■ **Description of the task**
All entries given below are to be returned word for word.

■ **Records provided**
##############################

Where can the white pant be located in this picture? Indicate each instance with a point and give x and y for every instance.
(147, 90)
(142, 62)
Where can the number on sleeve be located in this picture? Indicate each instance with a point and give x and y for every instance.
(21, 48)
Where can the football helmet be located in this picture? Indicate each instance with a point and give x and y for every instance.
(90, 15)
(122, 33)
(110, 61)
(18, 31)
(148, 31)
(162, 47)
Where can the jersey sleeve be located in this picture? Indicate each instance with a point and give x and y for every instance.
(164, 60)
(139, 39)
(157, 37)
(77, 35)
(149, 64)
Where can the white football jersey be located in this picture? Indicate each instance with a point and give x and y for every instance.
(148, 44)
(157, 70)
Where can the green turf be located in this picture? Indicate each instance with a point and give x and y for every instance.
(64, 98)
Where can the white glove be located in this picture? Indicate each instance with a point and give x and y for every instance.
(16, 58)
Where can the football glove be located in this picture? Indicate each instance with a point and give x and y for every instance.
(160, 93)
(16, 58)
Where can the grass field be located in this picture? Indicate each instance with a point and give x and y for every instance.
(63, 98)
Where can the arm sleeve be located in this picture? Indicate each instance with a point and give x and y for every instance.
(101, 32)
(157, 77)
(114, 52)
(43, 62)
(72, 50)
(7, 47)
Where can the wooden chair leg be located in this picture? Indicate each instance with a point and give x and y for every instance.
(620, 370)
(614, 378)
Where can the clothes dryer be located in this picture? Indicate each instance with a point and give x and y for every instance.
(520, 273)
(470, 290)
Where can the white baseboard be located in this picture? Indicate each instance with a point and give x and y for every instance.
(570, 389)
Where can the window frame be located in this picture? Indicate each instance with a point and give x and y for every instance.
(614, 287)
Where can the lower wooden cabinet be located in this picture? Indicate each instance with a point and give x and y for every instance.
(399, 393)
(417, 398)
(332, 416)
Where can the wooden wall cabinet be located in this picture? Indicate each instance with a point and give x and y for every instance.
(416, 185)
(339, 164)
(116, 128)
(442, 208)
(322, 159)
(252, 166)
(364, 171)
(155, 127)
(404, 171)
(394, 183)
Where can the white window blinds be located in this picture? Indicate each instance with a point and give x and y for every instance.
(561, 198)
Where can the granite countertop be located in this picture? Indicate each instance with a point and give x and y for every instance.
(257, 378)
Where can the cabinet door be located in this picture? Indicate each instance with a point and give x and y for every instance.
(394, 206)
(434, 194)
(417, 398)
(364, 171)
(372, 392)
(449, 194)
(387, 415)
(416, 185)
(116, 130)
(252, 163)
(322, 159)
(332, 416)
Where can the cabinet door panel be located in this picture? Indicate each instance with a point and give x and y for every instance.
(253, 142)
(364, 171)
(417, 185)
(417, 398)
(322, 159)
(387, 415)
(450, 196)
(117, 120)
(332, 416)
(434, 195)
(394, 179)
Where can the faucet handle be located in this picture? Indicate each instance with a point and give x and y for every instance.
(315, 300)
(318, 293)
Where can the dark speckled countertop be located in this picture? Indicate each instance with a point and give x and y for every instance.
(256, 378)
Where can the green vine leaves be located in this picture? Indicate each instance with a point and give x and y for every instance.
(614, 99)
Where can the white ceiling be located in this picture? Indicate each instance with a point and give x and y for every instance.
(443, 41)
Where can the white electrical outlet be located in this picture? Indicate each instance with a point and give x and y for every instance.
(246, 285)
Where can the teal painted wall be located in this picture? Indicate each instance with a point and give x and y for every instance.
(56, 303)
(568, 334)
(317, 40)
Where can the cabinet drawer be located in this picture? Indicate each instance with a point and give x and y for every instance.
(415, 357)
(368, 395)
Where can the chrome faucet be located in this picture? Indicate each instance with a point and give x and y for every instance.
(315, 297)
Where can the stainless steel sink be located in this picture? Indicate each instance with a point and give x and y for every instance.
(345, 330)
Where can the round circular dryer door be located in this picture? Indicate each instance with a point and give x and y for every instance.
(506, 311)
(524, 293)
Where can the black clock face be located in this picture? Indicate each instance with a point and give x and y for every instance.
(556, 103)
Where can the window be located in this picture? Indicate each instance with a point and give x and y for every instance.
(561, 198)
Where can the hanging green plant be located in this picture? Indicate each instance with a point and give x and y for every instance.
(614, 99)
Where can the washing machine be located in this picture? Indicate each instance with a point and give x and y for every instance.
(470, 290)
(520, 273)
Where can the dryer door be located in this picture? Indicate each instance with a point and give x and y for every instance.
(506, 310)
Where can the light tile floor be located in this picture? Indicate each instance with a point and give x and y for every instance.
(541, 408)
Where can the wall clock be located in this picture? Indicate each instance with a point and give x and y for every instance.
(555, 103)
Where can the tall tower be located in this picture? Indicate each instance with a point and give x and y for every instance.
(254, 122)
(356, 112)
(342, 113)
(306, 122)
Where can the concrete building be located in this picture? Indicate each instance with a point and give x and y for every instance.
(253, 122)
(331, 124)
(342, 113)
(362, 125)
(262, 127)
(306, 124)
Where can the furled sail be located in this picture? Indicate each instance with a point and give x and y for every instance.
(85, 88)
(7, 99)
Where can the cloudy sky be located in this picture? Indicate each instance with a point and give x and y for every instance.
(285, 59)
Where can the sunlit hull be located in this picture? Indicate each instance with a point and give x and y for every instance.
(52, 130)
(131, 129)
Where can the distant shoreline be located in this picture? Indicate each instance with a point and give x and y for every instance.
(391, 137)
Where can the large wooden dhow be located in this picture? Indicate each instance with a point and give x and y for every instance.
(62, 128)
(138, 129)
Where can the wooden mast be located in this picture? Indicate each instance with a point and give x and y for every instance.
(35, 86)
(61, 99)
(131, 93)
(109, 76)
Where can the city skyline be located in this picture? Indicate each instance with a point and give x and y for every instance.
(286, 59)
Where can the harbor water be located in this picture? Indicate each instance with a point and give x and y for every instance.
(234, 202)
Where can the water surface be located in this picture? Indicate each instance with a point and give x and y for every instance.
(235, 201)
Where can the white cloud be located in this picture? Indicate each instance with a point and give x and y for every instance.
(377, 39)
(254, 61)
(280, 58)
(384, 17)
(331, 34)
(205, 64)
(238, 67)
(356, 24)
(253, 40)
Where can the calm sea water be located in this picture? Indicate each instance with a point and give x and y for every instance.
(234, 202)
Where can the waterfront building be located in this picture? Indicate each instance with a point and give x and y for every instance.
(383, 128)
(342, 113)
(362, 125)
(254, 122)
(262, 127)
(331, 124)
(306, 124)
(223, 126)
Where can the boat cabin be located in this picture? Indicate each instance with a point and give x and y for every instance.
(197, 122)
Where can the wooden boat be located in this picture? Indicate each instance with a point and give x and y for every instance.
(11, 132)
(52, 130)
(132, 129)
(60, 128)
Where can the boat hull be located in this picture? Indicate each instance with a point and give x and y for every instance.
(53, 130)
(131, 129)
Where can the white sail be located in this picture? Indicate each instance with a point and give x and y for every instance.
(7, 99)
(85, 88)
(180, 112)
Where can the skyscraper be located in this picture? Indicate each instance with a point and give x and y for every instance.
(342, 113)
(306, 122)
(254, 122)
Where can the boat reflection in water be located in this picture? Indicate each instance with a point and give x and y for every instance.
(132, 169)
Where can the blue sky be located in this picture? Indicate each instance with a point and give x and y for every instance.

##############################

■ **Solution**
Where can the white pant be located in this picture? Indicate each instance with a point and give x and y for every instance.
(147, 90)
(142, 62)
Where can the number on sleeve be located in this picture? Indicate each instance with a point and give x and y for every instance.
(21, 48)
Where can the football helmet be located in this picture? Indicate each instance with a point and give x and y for every instance.
(90, 15)
(122, 33)
(110, 61)
(18, 31)
(148, 31)
(162, 47)
Where can the jersey sleeve be located in this picture? Indicate each instance with a point and give x and y for every instance.
(164, 60)
(139, 39)
(157, 37)
(77, 35)
(149, 64)
Where can the white football jersey be located in this picture? Indicate each instance with a point and give x and y for every instance.
(148, 44)
(157, 70)
Where can the green turf be located in this picture? Indicate each instance with a point and give x and y for every instance.
(64, 98)
Where can the white glove be located in this picture? Indicate each instance with a point and give x and y for every instance.
(16, 58)
Where can the football glove be located in this picture? Indicate each instance with a point and give x and y for every instance.
(160, 93)
(16, 58)
Where can the grass field be located in this picture? Indicate each instance with a point and give x and y for every instance.
(63, 98)
Where can the arm sleeve be located in this picture? Indicate each instance with a point and give x and y for every instance.
(101, 32)
(157, 77)
(114, 52)
(43, 62)
(72, 50)
(7, 47)
Where can the wooden chair leg be located in this picture? Indicate each instance with a point and give x and y for every instance.
(620, 370)
(614, 378)
Where can the clothes dryer be located in this picture? Indicate each instance with a point and give x and y for every instance.
(520, 273)
(470, 290)
Where can the white baseboard be located in this picture? Indicate each instance with a point and give x and y for every instance.
(570, 389)
Where can the window frame be located in this picture? Indicate each instance with a point and give x and y for every instance.
(614, 287)
Where can the lower wooden cabinet be located in this picture? Indicate each instance with a point and give x and y for every instance.
(399, 393)
(417, 398)
(332, 416)
Where can the wooden wall cabinet be located in this picture? Indicate each instance with a point and give x and y for every instance.
(416, 185)
(339, 164)
(116, 128)
(442, 208)
(322, 159)
(252, 166)
(364, 171)
(155, 127)
(404, 171)
(394, 183)
Where can the white window blinds be located in this picture? Indicate each instance with a point and give x and y for every instance.
(561, 198)
Where can the granite countertop be located in this picture? Indicate each instance with a point and give x and y for every instance.
(257, 378)
Where can the cabinet door be located in this picture? Indicate each instance with a point and give x and y for every instance.
(394, 206)
(434, 194)
(417, 398)
(364, 171)
(372, 392)
(449, 194)
(387, 415)
(416, 185)
(116, 130)
(252, 163)
(322, 159)
(332, 416)
Where can the cabinet door panel be located in this picture? Indicate each instance with a point and give x and y for every instance.
(253, 142)
(364, 171)
(417, 185)
(417, 398)
(322, 159)
(387, 415)
(450, 196)
(117, 120)
(332, 416)
(434, 195)
(394, 179)
Where can the faucet handle be located in this picture? Indicate each instance with a point and give x and y for every instance.
(315, 300)
(318, 293)
Where can the dark speckled countertop be located in this picture? Indicate each instance with a point and give x and y for every instance.
(256, 378)
Where can the green vine leaves be located in this picture? Indicate each instance with a point and give x and y for every instance.
(614, 99)
Where can the white ceiling be located in this picture? Indicate each instance with a point and give x and y for every instance.
(443, 41)
Where can the white electrical outlet be located in this picture? Indicate each instance with a point and give x and y for every instance.
(246, 285)
Where can the teal painted wall be located in this picture? Indicate each instance with a point and give x and y for every instance.
(56, 303)
(568, 334)
(317, 40)
Where can the cabinet drawer be located in this picture? Indicate each instance with a point and give x and y for every instance.
(415, 357)
(368, 395)
Where can the chrome faucet be located in this picture? Indicate each instance with a point and give x and y for every instance.
(315, 297)
Where can the stainless steel sink be located in this picture? Indicate each instance with a point and give x and y for every instance.
(345, 330)
Where can the round circular dryer door be located in this picture? Indicate each instance with a point and give x and y for every instance.
(506, 311)
(524, 293)
Where can the black clock face be located in this picture? Indicate each instance with a point and give x and y for every instance.
(556, 103)
Where can the window be located in this picture? Indicate each instance with a point and give x and y for every instance.
(561, 198)
Where can the hanging green plant be located in this picture? Indicate each instance with a point and give x and y for every instance.
(614, 99)
Where can the washing machine be located in this picture? Indicate each instance with a point and give x and y for every instance.
(470, 290)
(520, 273)
Where can the dryer door be located in this picture? Indicate each instance with a point and give x and y for every instance.
(506, 310)
Where can the light tile floor be located in this picture? Indicate each instance with a point and give x and y for every instance.
(541, 408)
Where can the wall clock be located in this picture? Indicate each instance with a point and give x and y for every instance.
(555, 103)
Where can the tall tower be located in this picture? Indicate each instance with a point and give x and y for every instance.
(254, 122)
(356, 112)
(342, 113)
(306, 122)
Where can the concrete building be located in this picture? Indicate each instance with a point and give x and y for every instance.
(253, 122)
(331, 124)
(342, 113)
(362, 125)
(262, 127)
(306, 124)
Where can the furled sail be located in this picture? Indicate each instance with a point and give x and y for every instance.
(85, 88)
(7, 99)
Where can the cloudy sky be located in this picture? Indicate each instance with a point and give x and y for every instance.
(285, 59)
Where can the sunlit hull be located in this picture? Indicate each instance with a point and give x and y for every instance.
(52, 130)
(131, 129)
Where can the distant shoreline be located in this picture? Indicate each instance with a point and give x and y for every instance.
(391, 137)
Where can the large wooden dhow be located in this picture? Indicate each instance with a point and give x and y for every instance.
(62, 128)
(138, 129)
Where can the wooden mast be located in this picture? Indicate each instance with a point and give x and y for every instance.
(35, 86)
(61, 99)
(131, 93)
(109, 76)
Where can the city skyline be located in this picture? Indicate each instance with a point and give x and y for every instance.
(286, 59)
Where can the harbor water be located in this picture? Indicate each instance with a point and give x and y for every instance.
(234, 202)
Where can the water surface be located in this picture? Indicate each instance with a point and give x and y for every instance.
(235, 201)
Where can the white cloud be located in this picture? Indicate each instance with a point and give x and y for every instance.
(377, 39)
(254, 61)
(280, 58)
(384, 17)
(331, 34)
(205, 64)
(238, 67)
(356, 24)
(253, 40)
Where can the calm sea water be located in this picture? Indicate each instance with a point and give x and y for every instance.
(234, 202)
Where can the waterfront building be located in this picture? Indicate each instance with a point and give x and y for every instance.
(383, 128)
(342, 113)
(362, 125)
(254, 122)
(262, 127)
(331, 124)
(306, 124)
(223, 126)
Where can the boat cabin be located in this picture? Indicate each instance with a point and give x and y for every instance.
(197, 122)
Where can the wooden boat be located in this picture? Indicate each instance with a point and give x and y for every instance.
(11, 132)
(52, 130)
(132, 129)
(60, 128)
Where can the boat hull be located in this picture? Indicate each instance with a point and give x and y for every instance.
(53, 130)
(131, 129)
Where can the white sail be located in this picture? Indicate each instance with a point and give x and y for every instance.
(7, 99)
(85, 88)
(180, 112)
Where can the skyscraper be located in this picture? Indicate each instance with a point and give x and y for every instance.
(342, 113)
(306, 122)
(254, 122)
Where can the boat reflection in water be located in this picture? Indicate each instance with a point and give x and y for every instance.
(132, 169)
Where can the blue sky be located in this picture? Indicate each instance with a point and give x and y for every instance.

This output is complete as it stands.